▶ _SUPPLIED MATERIAL_:
______________________________

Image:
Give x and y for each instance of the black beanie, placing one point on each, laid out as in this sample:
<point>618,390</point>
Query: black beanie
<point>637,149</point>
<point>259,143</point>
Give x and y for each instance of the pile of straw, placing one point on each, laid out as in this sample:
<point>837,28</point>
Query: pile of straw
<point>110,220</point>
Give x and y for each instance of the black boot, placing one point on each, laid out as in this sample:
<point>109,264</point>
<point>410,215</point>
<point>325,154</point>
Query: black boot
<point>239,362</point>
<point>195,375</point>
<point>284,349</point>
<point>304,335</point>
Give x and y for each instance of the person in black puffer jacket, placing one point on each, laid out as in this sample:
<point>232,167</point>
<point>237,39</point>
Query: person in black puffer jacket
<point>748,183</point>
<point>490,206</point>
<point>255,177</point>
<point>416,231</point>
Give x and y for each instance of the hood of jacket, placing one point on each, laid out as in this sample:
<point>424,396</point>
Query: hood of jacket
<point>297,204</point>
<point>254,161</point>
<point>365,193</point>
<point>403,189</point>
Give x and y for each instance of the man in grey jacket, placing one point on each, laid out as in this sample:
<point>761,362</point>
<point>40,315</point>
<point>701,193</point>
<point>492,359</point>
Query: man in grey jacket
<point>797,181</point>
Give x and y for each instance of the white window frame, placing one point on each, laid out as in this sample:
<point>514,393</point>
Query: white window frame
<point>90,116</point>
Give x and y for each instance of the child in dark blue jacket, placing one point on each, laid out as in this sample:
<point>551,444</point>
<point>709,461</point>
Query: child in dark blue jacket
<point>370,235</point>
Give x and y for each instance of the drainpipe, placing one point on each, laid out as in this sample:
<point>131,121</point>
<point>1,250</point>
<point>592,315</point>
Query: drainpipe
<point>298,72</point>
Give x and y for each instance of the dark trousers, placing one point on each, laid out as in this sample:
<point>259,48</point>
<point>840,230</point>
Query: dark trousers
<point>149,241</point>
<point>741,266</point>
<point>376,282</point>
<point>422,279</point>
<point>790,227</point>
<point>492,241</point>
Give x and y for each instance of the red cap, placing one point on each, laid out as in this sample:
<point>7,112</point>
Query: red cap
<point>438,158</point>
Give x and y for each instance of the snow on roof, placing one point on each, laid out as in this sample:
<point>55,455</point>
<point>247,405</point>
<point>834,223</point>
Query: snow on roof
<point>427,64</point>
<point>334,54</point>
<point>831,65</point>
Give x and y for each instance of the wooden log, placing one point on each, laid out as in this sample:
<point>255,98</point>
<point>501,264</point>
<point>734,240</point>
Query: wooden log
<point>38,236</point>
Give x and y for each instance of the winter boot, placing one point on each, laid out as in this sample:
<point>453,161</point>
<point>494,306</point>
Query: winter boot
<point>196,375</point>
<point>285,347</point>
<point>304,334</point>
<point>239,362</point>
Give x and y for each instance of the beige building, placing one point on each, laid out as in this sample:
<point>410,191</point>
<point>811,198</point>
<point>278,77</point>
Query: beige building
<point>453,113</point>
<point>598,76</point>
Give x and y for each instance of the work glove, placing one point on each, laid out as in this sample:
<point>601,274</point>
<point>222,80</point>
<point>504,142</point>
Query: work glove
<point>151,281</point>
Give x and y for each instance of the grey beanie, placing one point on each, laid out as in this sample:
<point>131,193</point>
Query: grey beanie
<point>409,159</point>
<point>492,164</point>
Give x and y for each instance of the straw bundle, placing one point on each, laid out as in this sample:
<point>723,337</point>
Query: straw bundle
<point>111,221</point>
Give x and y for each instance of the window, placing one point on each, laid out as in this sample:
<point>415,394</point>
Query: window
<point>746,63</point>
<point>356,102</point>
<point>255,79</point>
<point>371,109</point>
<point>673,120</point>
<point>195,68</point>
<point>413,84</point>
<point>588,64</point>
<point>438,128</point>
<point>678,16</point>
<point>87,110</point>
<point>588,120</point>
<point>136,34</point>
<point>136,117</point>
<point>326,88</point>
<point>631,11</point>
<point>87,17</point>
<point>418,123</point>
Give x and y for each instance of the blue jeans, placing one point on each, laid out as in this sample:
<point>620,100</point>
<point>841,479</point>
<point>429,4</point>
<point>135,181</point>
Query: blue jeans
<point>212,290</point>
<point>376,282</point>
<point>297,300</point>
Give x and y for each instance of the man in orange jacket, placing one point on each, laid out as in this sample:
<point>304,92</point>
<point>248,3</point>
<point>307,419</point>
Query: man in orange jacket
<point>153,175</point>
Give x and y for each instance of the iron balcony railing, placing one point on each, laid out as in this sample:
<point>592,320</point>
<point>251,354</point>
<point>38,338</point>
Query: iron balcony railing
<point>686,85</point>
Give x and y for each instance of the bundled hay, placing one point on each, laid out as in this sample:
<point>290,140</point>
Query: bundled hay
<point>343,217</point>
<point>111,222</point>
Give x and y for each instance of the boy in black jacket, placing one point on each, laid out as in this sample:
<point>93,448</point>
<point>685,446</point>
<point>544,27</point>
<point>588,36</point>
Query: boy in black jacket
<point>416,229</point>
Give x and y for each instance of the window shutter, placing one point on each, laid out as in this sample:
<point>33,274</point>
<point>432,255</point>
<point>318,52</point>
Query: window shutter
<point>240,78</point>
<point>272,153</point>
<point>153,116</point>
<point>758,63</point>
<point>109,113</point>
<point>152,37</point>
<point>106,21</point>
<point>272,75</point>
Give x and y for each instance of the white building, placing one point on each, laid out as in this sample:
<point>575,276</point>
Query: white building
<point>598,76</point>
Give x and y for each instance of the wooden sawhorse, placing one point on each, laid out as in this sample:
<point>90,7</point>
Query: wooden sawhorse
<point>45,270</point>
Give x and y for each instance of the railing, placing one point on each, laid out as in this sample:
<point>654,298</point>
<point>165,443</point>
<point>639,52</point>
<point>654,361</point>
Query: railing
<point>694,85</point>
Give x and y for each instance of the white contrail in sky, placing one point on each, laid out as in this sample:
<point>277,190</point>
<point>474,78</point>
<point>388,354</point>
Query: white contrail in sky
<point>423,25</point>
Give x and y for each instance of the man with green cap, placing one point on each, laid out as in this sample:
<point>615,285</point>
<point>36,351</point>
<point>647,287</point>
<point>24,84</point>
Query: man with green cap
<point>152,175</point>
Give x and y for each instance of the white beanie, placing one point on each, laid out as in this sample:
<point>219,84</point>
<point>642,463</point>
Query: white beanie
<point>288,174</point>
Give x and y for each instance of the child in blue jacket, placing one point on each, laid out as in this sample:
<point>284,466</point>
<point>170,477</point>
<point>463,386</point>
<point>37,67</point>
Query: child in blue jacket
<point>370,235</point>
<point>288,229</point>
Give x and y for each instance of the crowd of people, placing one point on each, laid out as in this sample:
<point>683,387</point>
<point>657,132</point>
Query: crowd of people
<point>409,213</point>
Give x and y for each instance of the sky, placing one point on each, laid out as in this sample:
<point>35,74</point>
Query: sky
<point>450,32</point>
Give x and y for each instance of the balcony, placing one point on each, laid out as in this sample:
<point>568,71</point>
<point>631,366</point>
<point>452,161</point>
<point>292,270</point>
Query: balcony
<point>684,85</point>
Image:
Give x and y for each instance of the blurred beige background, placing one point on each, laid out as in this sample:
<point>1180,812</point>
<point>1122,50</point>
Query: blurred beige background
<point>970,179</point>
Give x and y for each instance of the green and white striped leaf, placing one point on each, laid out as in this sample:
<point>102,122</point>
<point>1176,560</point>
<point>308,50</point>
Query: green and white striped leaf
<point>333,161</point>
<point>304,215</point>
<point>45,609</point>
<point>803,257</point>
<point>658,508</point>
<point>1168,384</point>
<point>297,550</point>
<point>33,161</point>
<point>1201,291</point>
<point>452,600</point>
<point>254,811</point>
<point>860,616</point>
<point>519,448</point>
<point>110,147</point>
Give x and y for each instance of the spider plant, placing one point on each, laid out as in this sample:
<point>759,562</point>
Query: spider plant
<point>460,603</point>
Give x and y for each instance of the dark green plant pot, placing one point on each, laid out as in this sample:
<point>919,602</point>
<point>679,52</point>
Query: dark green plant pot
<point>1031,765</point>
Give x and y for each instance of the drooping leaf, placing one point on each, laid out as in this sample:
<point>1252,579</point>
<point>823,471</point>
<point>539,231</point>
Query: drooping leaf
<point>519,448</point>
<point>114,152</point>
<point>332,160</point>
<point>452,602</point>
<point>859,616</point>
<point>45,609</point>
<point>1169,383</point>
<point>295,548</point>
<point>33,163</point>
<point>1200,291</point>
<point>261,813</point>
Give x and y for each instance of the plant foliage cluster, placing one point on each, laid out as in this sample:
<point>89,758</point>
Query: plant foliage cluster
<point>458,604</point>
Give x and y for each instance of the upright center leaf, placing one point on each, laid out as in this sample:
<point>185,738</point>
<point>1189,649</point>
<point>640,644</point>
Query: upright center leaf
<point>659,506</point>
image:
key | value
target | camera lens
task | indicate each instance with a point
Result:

______________________________

▶ _TO BE DONE_: Rescale the listing from the line containing "Give x and y for each instance of the railing, placing" through the line containing "<point>694,85</point>", reproducing only those lines with the request and its sample points unchanged. Multiply each x and y coordinate in the answer points by 0.2 and round to whole numbers, rounding halves up.

▶ _SOLUTION_:
Give x and y for each instance of the railing, placing one point on each, laid out as in this sample:
<point>654,298</point>
<point>165,443</point>
<point>639,52</point>
<point>654,361</point>
Query: railing
<point>139,17</point>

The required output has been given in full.